> _Document passage_:
This inspection constitutes one annual licensed operator requalification inspection sample as defined in IP 71111.11A.
b. Findings
No findings were identified.
.3 Biennial Review
a. Inspection Scope
The following inspection activities were conducted during the weeks of September 26 and October 3, 2011, to assess: 1) the effectiveness and adequacy of the facility licensees implementation and maintenance of its systems approach to training (SAT) based LORT program, put into effect to satisfy the requirements of 10 CFR 55.59; 2) conformance with the requirements of 10 CFR 55.46 for use of a plant referenced simulator to conduct operator licensing examinations and for satisfying experience requirements; and, 3) conformance with the operator license conditions specified in 10 CFR 55.53. The documents reviewed are listed in the Attachment to this report.
- Facility Operating History and Licensee Training Feedback System (10 CFR 55.59(c); SAT element 5 as defined in 10 CFR 55.4): The inspectors evaluated the licensees ability to assess the effectiveness of its LORT program and their ability to implement appropriate corrective actions to maintain its LORT Program up-to-date. The inspectors reviewed documents related to the plants operating history and associated responses (e.g., plant issue matrix (PIM)and PPR [plant performance review] reports; recent examination and inspection reports (IRs); and LERs). The inspectors reviewed the use of feedback from operators, instructors, and supervisors as well as the use of feedback from plant events and industry experience information. The inspectors reviewed the licensees quality assurance oversight activities, including licensee training department self-assessment reports.

> _Extracted information_:

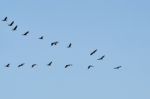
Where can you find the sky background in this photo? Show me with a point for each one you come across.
(119, 29)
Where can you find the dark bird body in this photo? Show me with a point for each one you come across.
(68, 65)
(15, 28)
(93, 52)
(69, 46)
(54, 43)
(101, 57)
(50, 63)
(118, 67)
(5, 19)
(21, 65)
(11, 23)
(26, 33)
(90, 66)
(33, 65)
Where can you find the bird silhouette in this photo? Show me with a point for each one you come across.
(15, 28)
(54, 43)
(69, 46)
(41, 37)
(8, 65)
(21, 65)
(33, 65)
(26, 33)
(90, 66)
(11, 23)
(101, 57)
(93, 52)
(118, 67)
(49, 64)
(68, 65)
(5, 19)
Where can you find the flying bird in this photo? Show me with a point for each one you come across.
(118, 67)
(69, 46)
(26, 33)
(93, 52)
(15, 28)
(101, 57)
(54, 43)
(68, 65)
(41, 37)
(33, 65)
(8, 65)
(49, 64)
(11, 23)
(90, 66)
(5, 19)
(21, 65)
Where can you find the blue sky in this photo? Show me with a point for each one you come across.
(117, 28)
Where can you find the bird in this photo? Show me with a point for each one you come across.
(69, 46)
(41, 37)
(93, 52)
(90, 66)
(8, 65)
(68, 65)
(26, 33)
(15, 28)
(5, 19)
(54, 43)
(49, 64)
(118, 67)
(101, 57)
(21, 65)
(11, 23)
(33, 65)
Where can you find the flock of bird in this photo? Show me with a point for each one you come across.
(52, 44)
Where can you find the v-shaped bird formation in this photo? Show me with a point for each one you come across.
(54, 43)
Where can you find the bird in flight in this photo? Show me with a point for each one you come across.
(21, 65)
(11, 23)
(8, 65)
(54, 43)
(26, 33)
(101, 57)
(118, 67)
(93, 52)
(41, 37)
(33, 65)
(68, 65)
(49, 64)
(5, 19)
(90, 66)
(15, 28)
(69, 46)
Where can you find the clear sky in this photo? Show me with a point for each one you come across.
(119, 29)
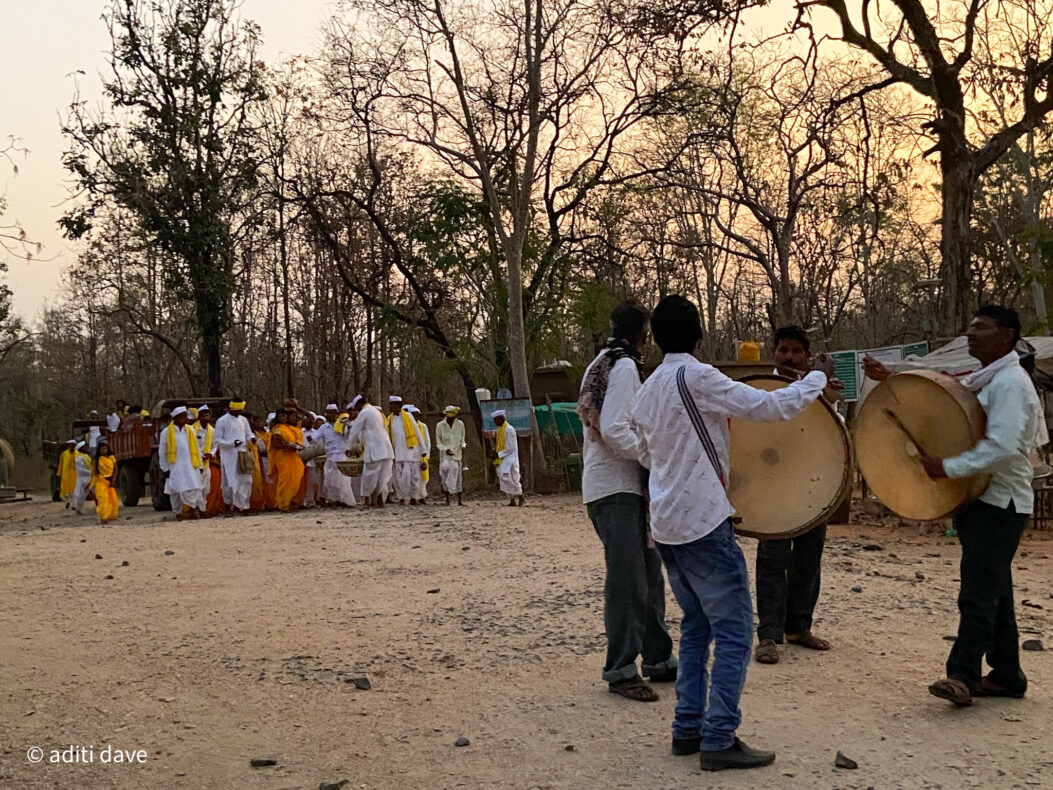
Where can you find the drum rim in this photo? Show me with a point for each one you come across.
(846, 486)
(978, 482)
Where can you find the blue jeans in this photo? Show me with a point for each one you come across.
(710, 581)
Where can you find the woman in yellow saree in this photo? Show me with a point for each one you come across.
(286, 467)
(102, 482)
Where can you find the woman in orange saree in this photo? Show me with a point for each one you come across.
(286, 467)
(102, 480)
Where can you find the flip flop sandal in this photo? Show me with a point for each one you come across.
(953, 691)
(808, 639)
(634, 689)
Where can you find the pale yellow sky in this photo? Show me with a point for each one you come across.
(42, 42)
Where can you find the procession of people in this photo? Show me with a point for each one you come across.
(293, 459)
(655, 485)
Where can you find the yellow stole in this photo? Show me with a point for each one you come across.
(191, 440)
(207, 437)
(408, 426)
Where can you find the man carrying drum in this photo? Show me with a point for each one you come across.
(788, 569)
(990, 529)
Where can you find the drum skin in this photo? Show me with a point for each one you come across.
(788, 476)
(944, 417)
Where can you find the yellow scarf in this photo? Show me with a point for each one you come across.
(408, 426)
(207, 437)
(191, 440)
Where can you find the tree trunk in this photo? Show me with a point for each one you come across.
(955, 242)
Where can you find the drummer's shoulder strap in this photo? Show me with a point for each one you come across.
(696, 419)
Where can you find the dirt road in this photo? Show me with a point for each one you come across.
(205, 645)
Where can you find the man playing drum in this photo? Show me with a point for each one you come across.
(788, 570)
(990, 529)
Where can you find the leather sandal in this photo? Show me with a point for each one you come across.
(767, 652)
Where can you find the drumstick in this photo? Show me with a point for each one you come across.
(899, 423)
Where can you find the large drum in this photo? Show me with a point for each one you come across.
(788, 476)
(905, 412)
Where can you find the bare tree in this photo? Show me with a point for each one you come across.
(940, 58)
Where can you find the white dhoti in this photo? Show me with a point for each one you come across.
(237, 487)
(451, 474)
(508, 476)
(336, 486)
(314, 487)
(406, 480)
(376, 477)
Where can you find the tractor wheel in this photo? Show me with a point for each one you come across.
(128, 484)
(157, 495)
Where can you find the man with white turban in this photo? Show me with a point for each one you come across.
(369, 429)
(450, 439)
(82, 462)
(233, 435)
(336, 486)
(179, 457)
(406, 441)
(508, 458)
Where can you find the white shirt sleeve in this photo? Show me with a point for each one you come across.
(1007, 421)
(615, 418)
(715, 392)
(162, 451)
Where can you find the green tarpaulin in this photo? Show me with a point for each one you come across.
(564, 414)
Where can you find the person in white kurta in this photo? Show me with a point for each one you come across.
(82, 462)
(425, 454)
(370, 431)
(450, 440)
(406, 441)
(233, 435)
(336, 486)
(183, 473)
(205, 435)
(508, 459)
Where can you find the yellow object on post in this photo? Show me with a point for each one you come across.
(749, 351)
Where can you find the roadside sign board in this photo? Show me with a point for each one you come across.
(848, 364)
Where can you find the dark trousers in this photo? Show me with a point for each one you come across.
(788, 583)
(989, 537)
(634, 592)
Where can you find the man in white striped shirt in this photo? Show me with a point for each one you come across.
(680, 415)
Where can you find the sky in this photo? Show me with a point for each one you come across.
(42, 44)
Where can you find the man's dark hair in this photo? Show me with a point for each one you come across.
(676, 324)
(792, 332)
(629, 321)
(1005, 317)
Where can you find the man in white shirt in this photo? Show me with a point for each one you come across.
(336, 486)
(233, 435)
(450, 439)
(370, 431)
(788, 571)
(507, 445)
(613, 490)
(406, 441)
(179, 457)
(425, 453)
(680, 417)
(990, 529)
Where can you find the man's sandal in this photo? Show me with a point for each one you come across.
(808, 639)
(767, 652)
(953, 691)
(634, 689)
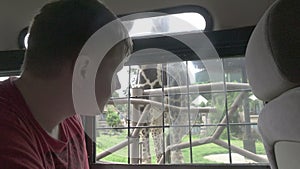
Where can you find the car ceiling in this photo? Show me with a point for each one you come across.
(226, 14)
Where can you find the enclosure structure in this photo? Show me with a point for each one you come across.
(220, 114)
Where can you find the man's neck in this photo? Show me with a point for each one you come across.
(48, 100)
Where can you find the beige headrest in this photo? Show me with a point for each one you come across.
(273, 52)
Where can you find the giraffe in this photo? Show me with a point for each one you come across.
(157, 76)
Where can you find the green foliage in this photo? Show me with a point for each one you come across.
(199, 152)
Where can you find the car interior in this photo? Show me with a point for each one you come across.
(210, 84)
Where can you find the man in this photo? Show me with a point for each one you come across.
(38, 122)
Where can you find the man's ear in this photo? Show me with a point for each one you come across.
(83, 66)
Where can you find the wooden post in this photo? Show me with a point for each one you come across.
(135, 116)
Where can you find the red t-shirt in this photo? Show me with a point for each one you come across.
(24, 144)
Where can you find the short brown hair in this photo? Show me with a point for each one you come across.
(59, 31)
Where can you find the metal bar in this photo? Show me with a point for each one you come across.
(189, 113)
(158, 105)
(201, 88)
(232, 109)
(125, 142)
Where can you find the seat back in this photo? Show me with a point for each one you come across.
(285, 151)
(273, 69)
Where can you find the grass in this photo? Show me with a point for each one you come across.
(199, 152)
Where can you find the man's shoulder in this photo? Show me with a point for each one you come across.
(11, 105)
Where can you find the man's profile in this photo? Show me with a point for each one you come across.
(38, 124)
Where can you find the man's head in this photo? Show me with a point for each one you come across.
(58, 33)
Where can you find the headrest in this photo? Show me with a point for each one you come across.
(273, 52)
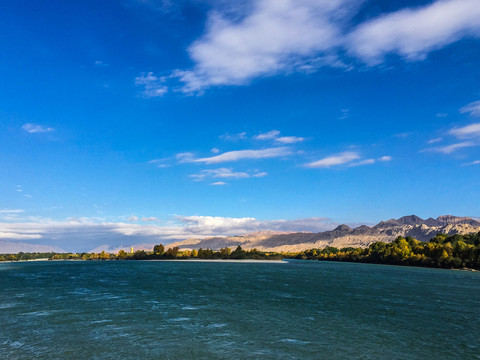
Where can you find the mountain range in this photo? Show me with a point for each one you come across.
(341, 236)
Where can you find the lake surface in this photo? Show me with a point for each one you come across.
(204, 310)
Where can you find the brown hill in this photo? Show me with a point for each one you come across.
(341, 236)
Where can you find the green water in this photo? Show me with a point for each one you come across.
(206, 310)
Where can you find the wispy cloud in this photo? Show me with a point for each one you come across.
(414, 32)
(433, 141)
(334, 160)
(289, 139)
(473, 108)
(153, 86)
(11, 211)
(88, 234)
(245, 154)
(476, 162)
(272, 37)
(233, 137)
(218, 183)
(467, 132)
(35, 128)
(185, 157)
(220, 173)
(273, 134)
(448, 149)
(226, 174)
(151, 218)
(370, 161)
(280, 37)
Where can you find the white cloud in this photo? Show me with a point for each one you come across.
(363, 162)
(185, 157)
(473, 108)
(246, 154)
(448, 149)
(18, 236)
(11, 211)
(476, 162)
(289, 139)
(273, 134)
(225, 174)
(151, 218)
(433, 141)
(469, 131)
(333, 160)
(153, 86)
(35, 128)
(371, 161)
(385, 158)
(88, 234)
(270, 37)
(413, 33)
(275, 36)
(233, 137)
(220, 173)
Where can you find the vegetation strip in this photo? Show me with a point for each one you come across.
(444, 251)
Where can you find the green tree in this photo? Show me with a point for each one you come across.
(158, 249)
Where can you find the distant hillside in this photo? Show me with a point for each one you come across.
(342, 236)
(13, 247)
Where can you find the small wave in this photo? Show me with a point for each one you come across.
(295, 341)
(180, 319)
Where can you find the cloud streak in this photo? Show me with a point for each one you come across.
(237, 155)
(280, 37)
(413, 33)
(35, 128)
(334, 160)
(153, 86)
(88, 234)
(473, 108)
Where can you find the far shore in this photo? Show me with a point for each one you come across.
(221, 260)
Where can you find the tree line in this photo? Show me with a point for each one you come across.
(446, 251)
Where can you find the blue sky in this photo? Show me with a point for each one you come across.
(126, 122)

> _To-do list_:
1. According to the inspection report passage, during which weeks were the biennial review inspection activities conducted?
2. Filter the records down to every line that contains the word "white". Case counts.

> _Answers for this exercise_:
1. The weeks of September 26 and October 3, 2011.

2.
Where can you find the white dhoti in this photo? Show me with a point for each one you come across.
Where can you find the man with white turban in this photo? Show me with a point for each one you come across.
Where can you find the white shirt sleeve in this photo? Show me with a point for each one you come across.
Where can you find the person in white kurta in this photo? Show me with a point for each one you come across.
Where can you find the man in white striped shirt in this photo? Show me with a point for each one you come across.
Where can you find the man in white shirt in this photo? Show me with a point for each one you come across.
Where can you find the white cloud in this photo? Show me with a point for each one you come across.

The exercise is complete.